* **Objectif 1**
Selon le passage, comment se traduit le nom d'Emmanuel ?

*** Passage

Voici comment fut engendré Jésus Christ :
Marie, sa mère, avait été accordée en mariage à Joseph ;
avant qu’ils aient habité ensemble,
elle fut enceinte
par l’action de l’Esprit Saint.
Joseph, son époux,
qui était un homme juste,
et ne voulait pas la dénoncer publiquement,
décida de la renvoyer en secret.
Comme il avait formé ce projet,
voici que l’ange du Seigneur
lui apparut en songe et lui dit :
« Joseph, fils de David,
ne crains pas de prendre chez toi Marie, ton épouse,
puisque l’enfant qui est engendré en elle
vient de l’Esprit Saint ;
elle enfantera un fils,
et tu lui donneras le nom de Jésus
(c’est-à-dire : Le-Seigneur-sauve),
car c’est lui qui sauvera son peuple de ses péchés. »

Tout cela est arrivé
pour que soit accomplie
la parole du Seigneur prononcée par le prophète :
    Voici que la Vierge concevra,
et elle enfantera un fils ;
on lui donnera le nom d’Emmanuel,

qui se traduit : « Dieu-avec-nous ».

Quand Joseph se réveilla,
il fit ce que l’ange du Seigneur lui avait prescrit :
il prit chez lui son épouse,
mais il ne s’unit pas à elle,
jusqu’à ce qu’elle enfante un fils,
auquel il donna le nom de Jésus.

******
*** Données de travail

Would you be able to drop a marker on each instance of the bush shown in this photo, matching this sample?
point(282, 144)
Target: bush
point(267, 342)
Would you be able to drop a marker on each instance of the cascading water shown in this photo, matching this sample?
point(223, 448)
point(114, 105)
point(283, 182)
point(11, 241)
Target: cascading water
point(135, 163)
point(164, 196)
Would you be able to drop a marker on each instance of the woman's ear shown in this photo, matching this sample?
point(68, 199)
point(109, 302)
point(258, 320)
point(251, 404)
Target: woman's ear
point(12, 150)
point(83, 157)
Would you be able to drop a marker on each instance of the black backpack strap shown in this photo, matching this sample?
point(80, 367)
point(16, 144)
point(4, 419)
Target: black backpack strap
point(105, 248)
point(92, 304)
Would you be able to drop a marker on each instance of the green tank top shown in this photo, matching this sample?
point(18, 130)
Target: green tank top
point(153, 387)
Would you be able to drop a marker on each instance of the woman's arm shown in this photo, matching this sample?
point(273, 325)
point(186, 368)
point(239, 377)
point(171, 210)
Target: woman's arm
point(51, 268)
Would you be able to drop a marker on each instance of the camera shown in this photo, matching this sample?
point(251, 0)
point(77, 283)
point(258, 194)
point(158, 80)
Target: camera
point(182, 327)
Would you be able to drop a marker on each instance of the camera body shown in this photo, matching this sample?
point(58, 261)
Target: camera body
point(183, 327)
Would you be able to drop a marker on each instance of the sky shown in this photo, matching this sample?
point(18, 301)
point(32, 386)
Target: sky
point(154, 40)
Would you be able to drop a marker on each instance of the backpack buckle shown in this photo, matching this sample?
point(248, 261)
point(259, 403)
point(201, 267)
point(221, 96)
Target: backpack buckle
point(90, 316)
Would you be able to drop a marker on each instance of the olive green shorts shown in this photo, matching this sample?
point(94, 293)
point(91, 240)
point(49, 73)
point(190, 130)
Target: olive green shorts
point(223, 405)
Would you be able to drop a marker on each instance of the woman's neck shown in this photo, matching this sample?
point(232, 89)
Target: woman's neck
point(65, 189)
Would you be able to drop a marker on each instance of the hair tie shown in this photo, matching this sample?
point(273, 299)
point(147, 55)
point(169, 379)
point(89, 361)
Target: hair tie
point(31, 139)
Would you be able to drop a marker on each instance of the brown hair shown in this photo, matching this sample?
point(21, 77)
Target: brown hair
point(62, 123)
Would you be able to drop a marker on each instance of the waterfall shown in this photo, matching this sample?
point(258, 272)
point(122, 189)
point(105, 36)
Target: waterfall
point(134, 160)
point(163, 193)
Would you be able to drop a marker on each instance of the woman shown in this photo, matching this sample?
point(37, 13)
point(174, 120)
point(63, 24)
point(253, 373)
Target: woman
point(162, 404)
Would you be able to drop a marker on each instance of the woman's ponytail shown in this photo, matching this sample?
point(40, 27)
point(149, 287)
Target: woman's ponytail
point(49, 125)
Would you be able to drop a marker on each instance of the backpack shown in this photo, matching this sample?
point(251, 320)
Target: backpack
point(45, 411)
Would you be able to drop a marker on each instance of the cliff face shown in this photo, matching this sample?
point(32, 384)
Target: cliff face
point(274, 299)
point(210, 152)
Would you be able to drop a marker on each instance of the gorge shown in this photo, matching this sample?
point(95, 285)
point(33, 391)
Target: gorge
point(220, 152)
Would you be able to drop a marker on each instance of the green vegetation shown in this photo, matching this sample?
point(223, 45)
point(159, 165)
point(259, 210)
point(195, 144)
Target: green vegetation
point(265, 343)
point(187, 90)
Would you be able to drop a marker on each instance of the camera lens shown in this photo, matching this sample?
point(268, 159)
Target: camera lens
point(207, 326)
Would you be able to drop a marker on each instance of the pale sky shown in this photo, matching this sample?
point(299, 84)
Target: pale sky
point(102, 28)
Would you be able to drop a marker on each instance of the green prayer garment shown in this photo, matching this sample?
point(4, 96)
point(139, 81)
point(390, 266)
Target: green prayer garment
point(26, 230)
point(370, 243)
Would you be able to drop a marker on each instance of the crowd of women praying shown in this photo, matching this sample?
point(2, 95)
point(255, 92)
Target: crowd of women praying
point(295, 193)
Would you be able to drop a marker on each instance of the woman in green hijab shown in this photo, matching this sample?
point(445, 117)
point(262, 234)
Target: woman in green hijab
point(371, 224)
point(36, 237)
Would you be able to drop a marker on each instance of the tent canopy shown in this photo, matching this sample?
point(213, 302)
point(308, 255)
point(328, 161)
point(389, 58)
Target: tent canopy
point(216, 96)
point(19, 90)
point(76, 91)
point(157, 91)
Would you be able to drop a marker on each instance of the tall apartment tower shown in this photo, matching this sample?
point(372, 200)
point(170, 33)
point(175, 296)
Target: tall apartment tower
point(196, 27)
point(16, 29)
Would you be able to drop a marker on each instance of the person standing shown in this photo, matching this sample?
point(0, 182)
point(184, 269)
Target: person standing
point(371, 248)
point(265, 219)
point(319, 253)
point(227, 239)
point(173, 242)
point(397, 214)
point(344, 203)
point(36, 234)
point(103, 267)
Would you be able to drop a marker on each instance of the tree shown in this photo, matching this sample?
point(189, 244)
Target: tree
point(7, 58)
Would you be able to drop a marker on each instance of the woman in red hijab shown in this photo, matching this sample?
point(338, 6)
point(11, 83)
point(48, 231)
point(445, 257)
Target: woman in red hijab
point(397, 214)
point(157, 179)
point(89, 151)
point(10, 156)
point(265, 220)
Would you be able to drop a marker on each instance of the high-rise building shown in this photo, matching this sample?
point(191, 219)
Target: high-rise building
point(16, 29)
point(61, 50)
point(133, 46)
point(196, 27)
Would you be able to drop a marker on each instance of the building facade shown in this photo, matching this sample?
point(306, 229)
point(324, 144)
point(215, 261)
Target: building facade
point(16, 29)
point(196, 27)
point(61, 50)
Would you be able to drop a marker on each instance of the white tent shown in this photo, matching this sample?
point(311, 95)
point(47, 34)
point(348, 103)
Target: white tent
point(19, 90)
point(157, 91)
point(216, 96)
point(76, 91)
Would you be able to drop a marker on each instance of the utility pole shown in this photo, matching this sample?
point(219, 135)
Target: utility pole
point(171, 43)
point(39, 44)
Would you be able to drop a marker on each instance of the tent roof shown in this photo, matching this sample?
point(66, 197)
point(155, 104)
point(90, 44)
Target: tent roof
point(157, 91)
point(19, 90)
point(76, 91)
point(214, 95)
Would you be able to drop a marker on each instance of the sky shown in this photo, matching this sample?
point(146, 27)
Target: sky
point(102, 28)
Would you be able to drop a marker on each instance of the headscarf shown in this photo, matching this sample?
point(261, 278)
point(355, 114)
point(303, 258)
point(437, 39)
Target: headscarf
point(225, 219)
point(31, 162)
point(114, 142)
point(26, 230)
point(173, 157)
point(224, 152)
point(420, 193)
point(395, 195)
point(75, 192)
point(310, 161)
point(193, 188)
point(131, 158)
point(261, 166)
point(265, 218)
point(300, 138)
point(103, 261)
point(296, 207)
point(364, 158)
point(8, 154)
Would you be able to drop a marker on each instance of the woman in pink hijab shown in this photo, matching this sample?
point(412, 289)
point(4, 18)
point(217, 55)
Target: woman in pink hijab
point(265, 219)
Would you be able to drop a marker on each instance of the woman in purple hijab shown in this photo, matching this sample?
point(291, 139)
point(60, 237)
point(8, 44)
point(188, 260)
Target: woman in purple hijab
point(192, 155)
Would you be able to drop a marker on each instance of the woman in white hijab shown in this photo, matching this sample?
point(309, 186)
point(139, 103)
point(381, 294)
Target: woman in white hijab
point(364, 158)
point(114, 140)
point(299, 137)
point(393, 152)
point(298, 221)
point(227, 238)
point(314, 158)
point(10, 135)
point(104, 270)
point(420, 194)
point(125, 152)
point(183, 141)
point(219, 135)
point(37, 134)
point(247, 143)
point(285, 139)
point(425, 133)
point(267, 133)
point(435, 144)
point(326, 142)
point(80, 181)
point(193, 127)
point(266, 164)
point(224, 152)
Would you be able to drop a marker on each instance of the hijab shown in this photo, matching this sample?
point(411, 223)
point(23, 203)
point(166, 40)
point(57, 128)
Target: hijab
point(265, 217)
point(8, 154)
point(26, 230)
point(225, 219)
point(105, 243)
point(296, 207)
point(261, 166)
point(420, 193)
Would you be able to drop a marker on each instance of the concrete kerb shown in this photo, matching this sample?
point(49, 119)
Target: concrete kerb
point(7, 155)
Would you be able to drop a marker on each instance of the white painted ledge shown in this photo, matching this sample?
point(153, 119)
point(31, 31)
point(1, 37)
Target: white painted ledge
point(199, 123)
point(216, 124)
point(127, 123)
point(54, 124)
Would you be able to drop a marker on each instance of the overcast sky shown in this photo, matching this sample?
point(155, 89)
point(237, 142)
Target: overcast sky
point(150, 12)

******
*** Données de travail

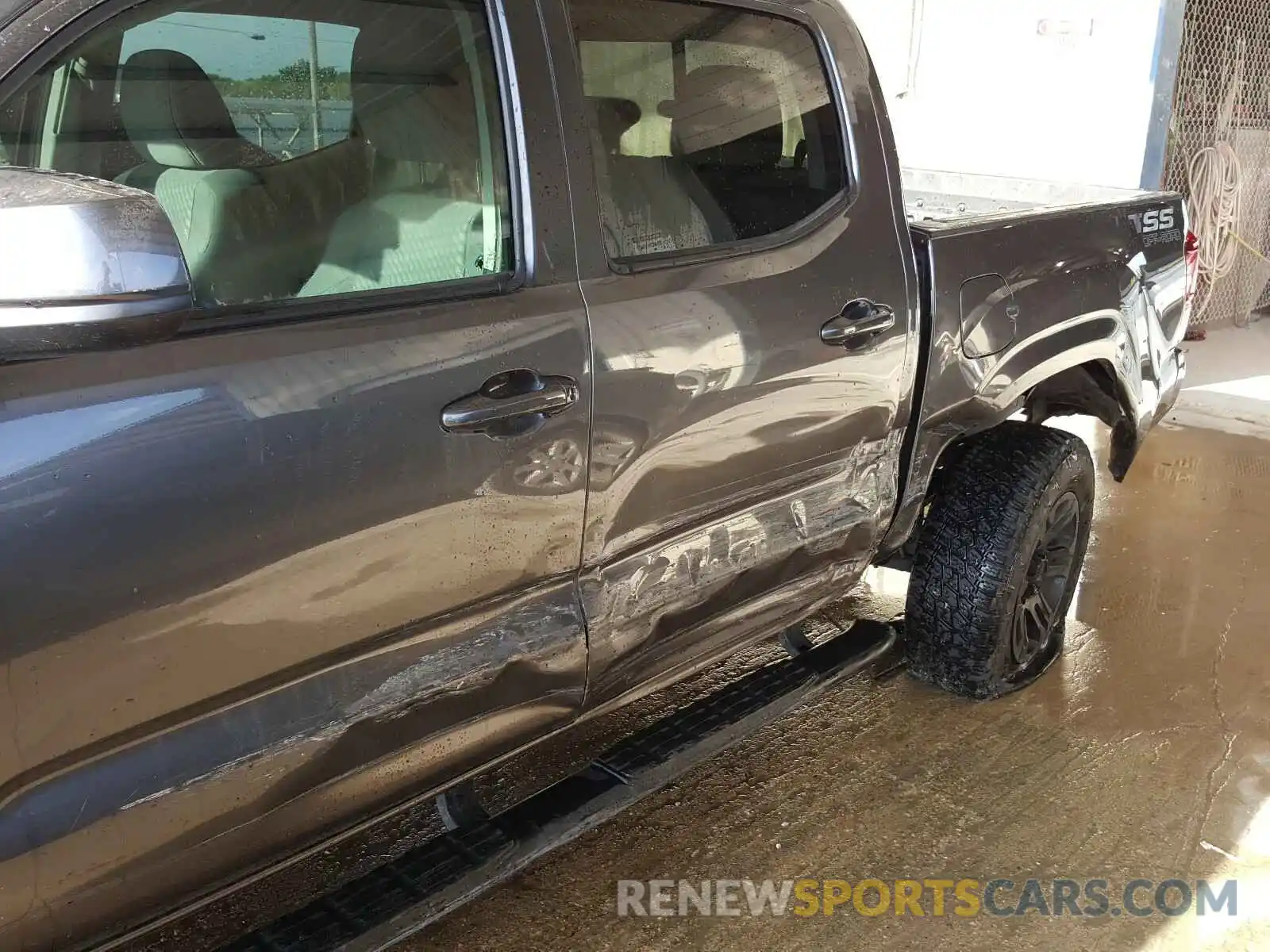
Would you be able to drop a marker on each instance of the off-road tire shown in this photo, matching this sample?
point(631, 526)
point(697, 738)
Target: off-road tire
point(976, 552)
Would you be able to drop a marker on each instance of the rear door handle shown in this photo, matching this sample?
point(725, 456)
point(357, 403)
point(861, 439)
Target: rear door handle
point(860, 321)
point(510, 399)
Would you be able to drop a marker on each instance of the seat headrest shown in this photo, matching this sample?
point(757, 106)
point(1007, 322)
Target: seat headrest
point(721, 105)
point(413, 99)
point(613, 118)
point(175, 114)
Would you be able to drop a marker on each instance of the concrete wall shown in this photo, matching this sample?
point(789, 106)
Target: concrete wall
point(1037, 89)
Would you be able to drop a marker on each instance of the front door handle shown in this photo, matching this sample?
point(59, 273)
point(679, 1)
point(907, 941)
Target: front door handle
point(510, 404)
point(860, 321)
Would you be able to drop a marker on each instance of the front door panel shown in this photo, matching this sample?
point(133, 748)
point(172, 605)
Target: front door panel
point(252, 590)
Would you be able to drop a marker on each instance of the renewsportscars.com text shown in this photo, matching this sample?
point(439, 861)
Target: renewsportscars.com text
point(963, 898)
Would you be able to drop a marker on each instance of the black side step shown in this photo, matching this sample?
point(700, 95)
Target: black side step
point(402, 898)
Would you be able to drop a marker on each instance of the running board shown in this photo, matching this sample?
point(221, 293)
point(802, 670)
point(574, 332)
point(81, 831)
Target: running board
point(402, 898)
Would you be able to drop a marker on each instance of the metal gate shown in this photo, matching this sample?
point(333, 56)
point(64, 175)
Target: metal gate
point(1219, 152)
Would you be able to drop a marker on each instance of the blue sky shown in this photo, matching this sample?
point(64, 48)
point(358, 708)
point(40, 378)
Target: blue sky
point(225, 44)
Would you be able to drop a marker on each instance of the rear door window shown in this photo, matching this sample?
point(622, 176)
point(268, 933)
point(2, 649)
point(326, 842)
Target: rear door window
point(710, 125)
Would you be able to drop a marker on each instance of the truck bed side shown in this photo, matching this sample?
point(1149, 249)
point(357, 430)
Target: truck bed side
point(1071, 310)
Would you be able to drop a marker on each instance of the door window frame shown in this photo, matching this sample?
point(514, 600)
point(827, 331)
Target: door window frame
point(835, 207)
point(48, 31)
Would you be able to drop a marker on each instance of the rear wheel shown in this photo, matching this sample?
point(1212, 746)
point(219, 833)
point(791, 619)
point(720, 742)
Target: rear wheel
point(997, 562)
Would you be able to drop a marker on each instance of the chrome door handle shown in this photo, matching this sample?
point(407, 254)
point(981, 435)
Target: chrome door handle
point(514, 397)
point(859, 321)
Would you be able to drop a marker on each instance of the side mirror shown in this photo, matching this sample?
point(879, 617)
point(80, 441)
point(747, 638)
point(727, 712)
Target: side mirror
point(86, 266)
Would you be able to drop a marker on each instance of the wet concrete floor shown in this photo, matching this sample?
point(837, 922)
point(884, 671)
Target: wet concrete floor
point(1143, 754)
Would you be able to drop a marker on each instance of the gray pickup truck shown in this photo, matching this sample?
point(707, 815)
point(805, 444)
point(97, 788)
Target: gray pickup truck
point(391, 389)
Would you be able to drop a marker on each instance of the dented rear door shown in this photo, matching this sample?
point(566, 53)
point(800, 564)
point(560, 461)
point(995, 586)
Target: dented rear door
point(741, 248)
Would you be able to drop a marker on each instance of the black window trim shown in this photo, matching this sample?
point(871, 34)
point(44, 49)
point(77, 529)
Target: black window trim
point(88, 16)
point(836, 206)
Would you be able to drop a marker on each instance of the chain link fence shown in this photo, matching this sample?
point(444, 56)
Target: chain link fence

******

* **Objectif 2**
Transforme en tableau Markdown les lignes des entrées, de la ligne qui contient « headscarf shown in this photo, matching this sample? » jusqu'à la ligne qui contient « point(265, 218) » incluse, et aucune autre. Mets le numéro de rang dans une colonne n et le texte dans une colonne Ligne, en omettant les lignes vides.

* **Réponse complète 1**
Il se traduit par « Dieu-avec-nous ».

* **Réponse complète 2**
| n | Ligne |
|---|---|
| 1 | Would you be able to drop a marker on each instance of the headscarf shown in this photo, matching this sample? |
| 2 | point(261, 278) |
| 3 | point(355, 114) |
| 4 | point(303, 258) |
| 5 | point(437, 39) |
| 6 | Target: headscarf |
| 7 | point(225, 219) |
| 8 | point(31, 162) |
| 9 | point(114, 142) |
| 10 | point(26, 230) |
| 11 | point(173, 157) |
| 12 | point(224, 152) |
| 13 | point(420, 193) |
| 14 | point(395, 195) |
| 15 | point(75, 192) |
| 16 | point(310, 161) |
| 17 | point(193, 188) |
| 18 | point(131, 158) |
| 19 | point(261, 166) |
| 20 | point(265, 218) |